┌────────

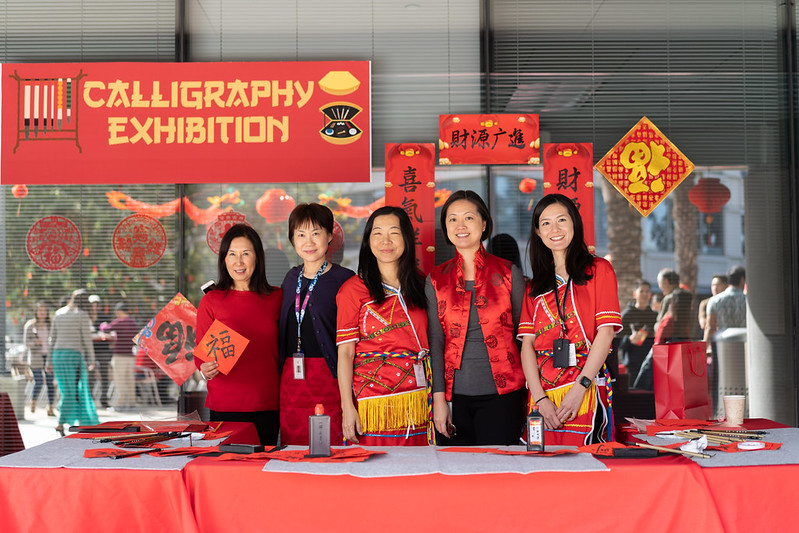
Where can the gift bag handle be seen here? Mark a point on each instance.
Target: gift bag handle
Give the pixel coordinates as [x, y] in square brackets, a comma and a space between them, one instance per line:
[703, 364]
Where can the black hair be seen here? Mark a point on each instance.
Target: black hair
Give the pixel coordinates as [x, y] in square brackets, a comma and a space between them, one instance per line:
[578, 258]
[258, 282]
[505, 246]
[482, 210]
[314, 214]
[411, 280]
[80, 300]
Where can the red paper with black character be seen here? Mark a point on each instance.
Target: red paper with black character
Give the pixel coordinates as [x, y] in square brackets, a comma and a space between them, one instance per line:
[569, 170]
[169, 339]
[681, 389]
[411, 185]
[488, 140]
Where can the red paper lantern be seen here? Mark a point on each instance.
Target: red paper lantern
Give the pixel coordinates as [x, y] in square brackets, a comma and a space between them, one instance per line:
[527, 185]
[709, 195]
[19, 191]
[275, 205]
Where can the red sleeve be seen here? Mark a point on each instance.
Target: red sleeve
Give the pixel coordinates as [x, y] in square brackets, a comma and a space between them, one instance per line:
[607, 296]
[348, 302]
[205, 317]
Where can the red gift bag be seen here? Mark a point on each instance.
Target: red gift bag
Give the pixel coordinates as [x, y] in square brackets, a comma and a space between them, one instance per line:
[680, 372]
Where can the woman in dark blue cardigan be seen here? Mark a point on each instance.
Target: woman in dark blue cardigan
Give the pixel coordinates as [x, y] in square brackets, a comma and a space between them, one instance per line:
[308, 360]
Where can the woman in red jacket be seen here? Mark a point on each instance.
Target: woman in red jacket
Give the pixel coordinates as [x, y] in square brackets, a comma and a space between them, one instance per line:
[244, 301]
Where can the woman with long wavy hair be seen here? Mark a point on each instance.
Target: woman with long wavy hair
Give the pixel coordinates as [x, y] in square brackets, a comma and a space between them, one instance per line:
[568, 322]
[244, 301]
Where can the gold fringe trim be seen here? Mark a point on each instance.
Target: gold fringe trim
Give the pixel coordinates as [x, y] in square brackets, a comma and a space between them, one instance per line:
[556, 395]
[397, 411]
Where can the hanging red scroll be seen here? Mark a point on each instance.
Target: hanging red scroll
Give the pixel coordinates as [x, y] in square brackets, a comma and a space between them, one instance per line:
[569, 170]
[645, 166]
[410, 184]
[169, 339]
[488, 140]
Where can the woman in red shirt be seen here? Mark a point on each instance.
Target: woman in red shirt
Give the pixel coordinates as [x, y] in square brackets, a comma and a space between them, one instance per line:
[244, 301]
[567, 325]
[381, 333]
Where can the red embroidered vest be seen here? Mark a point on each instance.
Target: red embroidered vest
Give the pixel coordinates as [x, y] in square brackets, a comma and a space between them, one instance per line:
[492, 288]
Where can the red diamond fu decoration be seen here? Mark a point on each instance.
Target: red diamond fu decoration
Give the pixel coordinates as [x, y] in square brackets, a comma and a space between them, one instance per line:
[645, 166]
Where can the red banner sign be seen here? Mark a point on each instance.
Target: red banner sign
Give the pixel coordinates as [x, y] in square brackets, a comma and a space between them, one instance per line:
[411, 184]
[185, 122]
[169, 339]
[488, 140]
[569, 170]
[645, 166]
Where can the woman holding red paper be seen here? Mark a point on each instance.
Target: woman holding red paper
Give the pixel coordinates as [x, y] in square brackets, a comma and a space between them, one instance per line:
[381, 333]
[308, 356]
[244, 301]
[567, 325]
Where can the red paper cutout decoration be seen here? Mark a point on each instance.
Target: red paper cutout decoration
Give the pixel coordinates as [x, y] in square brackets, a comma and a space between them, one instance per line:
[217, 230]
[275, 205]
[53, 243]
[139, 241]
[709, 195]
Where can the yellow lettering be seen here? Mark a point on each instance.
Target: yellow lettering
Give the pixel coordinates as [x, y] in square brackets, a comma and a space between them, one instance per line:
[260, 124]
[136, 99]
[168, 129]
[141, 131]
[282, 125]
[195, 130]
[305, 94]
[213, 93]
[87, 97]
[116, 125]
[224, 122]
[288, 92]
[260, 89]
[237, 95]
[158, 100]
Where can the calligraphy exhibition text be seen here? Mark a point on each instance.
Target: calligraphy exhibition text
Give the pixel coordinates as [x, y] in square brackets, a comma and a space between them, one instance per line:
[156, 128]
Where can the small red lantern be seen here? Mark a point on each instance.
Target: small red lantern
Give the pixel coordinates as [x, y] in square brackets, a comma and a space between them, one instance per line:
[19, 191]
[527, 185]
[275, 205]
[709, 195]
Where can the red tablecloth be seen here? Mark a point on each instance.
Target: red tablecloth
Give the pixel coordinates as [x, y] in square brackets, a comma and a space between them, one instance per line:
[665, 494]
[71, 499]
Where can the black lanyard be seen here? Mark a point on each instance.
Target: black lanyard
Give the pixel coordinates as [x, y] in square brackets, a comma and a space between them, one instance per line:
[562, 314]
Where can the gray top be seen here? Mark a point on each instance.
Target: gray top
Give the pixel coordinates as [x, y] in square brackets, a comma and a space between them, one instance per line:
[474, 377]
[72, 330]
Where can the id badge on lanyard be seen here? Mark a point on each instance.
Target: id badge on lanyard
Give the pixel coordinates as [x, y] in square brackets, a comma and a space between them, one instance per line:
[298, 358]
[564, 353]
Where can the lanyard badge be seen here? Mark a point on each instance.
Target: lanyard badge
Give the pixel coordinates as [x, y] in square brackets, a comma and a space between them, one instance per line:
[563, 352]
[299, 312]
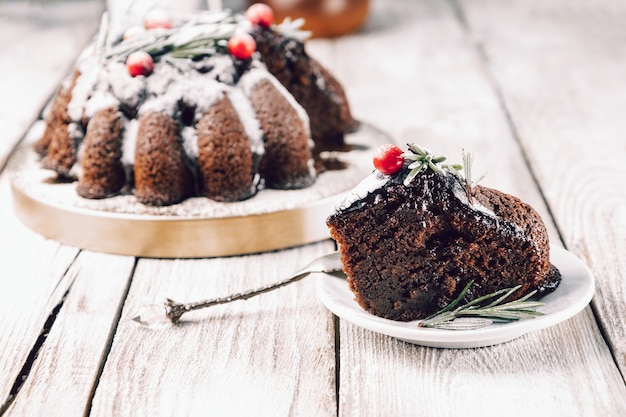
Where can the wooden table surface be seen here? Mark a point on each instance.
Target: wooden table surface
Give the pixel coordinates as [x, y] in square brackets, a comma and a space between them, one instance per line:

└────────
┌────────

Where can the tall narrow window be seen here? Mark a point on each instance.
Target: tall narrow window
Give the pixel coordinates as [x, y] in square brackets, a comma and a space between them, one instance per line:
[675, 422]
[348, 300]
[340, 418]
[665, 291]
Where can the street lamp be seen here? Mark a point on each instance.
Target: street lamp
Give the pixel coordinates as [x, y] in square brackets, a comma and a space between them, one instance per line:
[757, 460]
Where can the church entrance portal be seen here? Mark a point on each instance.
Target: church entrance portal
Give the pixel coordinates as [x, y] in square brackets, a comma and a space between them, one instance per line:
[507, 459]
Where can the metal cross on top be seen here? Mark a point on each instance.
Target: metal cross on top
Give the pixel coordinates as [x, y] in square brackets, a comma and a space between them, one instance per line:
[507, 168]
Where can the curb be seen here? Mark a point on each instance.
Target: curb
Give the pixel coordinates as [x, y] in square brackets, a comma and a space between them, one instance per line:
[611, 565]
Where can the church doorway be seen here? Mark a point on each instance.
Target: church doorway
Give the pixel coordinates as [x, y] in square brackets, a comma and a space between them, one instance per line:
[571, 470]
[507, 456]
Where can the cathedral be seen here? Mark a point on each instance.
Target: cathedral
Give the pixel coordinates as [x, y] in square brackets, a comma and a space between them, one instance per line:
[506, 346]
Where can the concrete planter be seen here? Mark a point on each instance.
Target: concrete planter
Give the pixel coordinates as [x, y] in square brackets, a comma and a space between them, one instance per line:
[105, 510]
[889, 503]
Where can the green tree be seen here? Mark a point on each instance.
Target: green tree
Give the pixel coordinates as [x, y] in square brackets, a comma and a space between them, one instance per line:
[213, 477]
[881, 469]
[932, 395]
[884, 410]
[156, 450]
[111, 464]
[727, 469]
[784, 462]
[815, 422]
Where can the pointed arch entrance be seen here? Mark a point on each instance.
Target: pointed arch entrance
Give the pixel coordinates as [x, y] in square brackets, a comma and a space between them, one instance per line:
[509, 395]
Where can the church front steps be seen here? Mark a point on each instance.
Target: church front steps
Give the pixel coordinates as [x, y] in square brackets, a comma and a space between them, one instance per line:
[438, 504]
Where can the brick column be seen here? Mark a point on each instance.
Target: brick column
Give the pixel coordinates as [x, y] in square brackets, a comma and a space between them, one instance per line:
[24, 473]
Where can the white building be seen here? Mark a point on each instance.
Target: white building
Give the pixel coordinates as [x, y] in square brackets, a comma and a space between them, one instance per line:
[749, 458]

└────────

Pull out each line in the entries above that contains the word "diamond", and copy those lines unchanged.

_THE ANSWER:_
Where can the red diamond fu decoration be seen here? Mark a point on each instance.
Target: red diamond fu decoration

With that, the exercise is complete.